-- Listed records follows --

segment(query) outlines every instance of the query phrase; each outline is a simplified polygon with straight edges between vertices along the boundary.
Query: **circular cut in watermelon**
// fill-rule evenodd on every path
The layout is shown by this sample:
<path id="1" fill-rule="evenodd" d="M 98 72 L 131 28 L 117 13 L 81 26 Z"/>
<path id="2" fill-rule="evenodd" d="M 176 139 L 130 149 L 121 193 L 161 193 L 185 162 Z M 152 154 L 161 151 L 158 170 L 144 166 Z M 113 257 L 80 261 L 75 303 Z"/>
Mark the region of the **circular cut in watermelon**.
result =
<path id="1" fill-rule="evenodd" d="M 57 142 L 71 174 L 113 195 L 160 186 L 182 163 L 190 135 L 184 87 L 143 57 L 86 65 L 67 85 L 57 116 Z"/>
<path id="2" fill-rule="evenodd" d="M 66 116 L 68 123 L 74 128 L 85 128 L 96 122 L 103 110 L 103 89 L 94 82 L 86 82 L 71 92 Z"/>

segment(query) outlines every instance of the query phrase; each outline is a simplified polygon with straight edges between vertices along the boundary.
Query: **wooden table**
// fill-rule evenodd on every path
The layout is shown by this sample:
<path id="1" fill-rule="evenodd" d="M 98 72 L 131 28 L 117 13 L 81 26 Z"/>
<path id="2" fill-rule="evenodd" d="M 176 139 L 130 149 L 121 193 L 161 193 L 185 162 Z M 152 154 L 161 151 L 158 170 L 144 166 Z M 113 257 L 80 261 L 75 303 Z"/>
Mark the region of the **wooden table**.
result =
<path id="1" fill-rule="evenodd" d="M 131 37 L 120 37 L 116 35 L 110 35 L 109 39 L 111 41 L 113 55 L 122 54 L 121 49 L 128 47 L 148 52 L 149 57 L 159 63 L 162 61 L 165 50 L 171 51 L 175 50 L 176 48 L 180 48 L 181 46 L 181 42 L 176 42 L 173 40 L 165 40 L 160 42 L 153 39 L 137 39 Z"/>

-- Listed records concluded --

> [What the task requires] Please give the records again exactly as they are.

> [Result of this task]
segment(query) outlines every instance of the query phrase; each outline is a simplified polygon with straight edges between vertices along the boundary.
Query: **circular cut in watermelon**
// fill-rule evenodd on every path
The layout is shown by this sample:
<path id="1" fill-rule="evenodd" d="M 98 72 L 131 28 L 117 13 L 81 26 Z"/>
<path id="2" fill-rule="evenodd" d="M 176 139 L 130 149 L 121 193 L 161 193 L 185 162 Z M 152 154 L 161 151 L 158 170 L 144 166 Z M 113 257 L 80 261 L 75 303 Z"/>
Mark the region of the **circular cut in watermelon**.
result =
<path id="1" fill-rule="evenodd" d="M 57 142 L 71 174 L 113 195 L 160 186 L 182 163 L 190 135 L 184 87 L 143 57 L 86 65 L 67 85 L 57 116 Z"/>
<path id="2" fill-rule="evenodd" d="M 66 116 L 68 123 L 74 128 L 85 128 L 96 122 L 103 110 L 103 89 L 94 82 L 86 82 L 71 92 Z"/>

segment(query) outlines every instance of the query phrase; each outline is a simplified polygon with straight edges between vertices along the boundary.
Query: **wooden table**
// fill-rule evenodd on every path
The layout is shown by this sample:
<path id="1" fill-rule="evenodd" d="M 98 72 L 131 28 L 117 13 L 81 26 Z"/>
<path id="2" fill-rule="evenodd" d="M 176 139 L 130 149 L 121 193 L 161 193 L 185 162 Z M 152 154 L 161 151 L 158 170 L 144 166 Z M 113 257 L 80 261 L 75 303 Z"/>
Mark the region of the **wooden table**.
result =
<path id="1" fill-rule="evenodd" d="M 131 37 L 120 37 L 116 35 L 110 35 L 109 39 L 111 41 L 113 55 L 122 54 L 121 49 L 128 47 L 148 52 L 149 57 L 159 63 L 162 61 L 165 50 L 171 51 L 175 50 L 176 48 L 180 48 L 181 46 L 181 42 L 176 42 L 173 40 L 165 40 L 160 42 L 153 39 L 137 39 Z"/>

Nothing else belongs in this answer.